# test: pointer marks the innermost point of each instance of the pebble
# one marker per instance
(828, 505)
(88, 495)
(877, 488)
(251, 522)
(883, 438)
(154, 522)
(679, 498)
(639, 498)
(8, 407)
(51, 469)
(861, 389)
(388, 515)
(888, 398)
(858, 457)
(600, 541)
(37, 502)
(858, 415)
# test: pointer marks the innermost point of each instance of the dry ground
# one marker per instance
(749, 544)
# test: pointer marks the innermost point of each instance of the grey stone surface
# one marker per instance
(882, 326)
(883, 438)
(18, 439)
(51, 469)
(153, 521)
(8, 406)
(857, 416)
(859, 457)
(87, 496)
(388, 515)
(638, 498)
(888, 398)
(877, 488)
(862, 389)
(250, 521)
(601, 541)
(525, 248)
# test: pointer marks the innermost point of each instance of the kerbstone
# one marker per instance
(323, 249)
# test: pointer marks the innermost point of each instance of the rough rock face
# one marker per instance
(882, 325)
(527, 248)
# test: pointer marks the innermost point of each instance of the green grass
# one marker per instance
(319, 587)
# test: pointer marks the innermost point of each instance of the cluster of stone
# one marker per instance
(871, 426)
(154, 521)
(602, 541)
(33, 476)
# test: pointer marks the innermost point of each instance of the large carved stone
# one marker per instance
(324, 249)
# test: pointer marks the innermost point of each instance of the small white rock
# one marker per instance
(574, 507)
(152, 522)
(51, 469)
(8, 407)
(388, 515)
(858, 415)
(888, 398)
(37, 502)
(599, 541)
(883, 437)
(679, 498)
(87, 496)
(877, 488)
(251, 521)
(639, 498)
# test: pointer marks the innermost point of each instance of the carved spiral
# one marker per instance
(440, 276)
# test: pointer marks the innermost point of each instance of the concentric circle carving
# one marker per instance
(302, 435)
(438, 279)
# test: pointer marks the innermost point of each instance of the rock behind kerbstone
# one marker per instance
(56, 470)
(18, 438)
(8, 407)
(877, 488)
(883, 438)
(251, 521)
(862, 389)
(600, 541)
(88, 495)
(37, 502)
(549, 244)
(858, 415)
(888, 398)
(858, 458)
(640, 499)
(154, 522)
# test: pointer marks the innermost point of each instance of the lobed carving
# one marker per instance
====
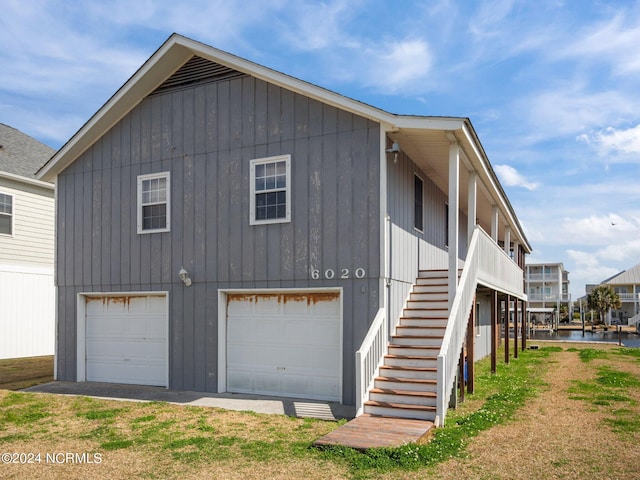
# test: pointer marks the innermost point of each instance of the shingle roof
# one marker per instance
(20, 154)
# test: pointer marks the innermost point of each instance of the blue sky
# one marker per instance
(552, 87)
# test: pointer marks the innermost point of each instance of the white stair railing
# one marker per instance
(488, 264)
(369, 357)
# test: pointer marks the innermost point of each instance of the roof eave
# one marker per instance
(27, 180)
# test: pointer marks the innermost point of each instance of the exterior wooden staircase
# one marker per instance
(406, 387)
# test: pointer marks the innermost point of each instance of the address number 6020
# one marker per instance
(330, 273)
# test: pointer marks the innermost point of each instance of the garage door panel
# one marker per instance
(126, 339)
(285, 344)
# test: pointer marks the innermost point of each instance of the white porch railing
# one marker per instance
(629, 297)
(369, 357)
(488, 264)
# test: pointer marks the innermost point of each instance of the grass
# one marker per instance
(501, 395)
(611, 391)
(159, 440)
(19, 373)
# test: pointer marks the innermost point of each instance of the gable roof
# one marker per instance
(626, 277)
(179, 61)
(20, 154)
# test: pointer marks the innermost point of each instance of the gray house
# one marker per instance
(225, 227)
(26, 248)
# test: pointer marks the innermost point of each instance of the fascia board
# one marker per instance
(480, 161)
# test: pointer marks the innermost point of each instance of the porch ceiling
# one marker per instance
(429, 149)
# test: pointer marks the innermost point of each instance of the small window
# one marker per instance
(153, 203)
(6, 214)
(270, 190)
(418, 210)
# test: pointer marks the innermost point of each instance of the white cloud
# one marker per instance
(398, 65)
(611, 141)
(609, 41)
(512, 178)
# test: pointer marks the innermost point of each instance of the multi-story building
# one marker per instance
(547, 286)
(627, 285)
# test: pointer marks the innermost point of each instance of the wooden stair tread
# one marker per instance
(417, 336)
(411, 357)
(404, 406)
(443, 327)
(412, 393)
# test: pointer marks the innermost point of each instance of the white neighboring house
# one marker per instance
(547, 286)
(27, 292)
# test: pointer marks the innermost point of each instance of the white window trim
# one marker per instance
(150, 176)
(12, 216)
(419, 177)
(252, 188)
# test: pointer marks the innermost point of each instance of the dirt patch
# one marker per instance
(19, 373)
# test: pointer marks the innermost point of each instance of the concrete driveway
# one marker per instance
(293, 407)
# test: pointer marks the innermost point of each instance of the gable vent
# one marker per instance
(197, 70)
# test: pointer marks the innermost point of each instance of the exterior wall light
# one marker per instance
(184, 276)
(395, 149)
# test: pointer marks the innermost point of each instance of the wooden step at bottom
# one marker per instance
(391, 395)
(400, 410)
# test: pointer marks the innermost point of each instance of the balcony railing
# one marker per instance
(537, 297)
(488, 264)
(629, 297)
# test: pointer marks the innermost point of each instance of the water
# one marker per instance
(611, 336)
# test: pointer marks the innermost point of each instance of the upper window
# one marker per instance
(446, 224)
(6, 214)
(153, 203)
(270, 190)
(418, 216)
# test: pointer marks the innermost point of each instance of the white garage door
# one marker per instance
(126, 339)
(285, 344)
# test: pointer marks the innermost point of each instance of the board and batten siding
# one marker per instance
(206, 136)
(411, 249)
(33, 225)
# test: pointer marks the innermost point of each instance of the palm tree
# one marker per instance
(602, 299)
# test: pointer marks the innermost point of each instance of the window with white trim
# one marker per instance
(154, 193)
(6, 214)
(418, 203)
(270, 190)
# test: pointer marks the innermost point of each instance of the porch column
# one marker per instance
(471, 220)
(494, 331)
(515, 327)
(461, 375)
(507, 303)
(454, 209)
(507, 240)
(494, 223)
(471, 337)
====
Task goal -
Please report every line above that contains the word "house".

Output of the task -
# test: pointer marks the innermost point of each instance of the gray house
# test: pointer marks the innermost point of each instance of the white neighboring house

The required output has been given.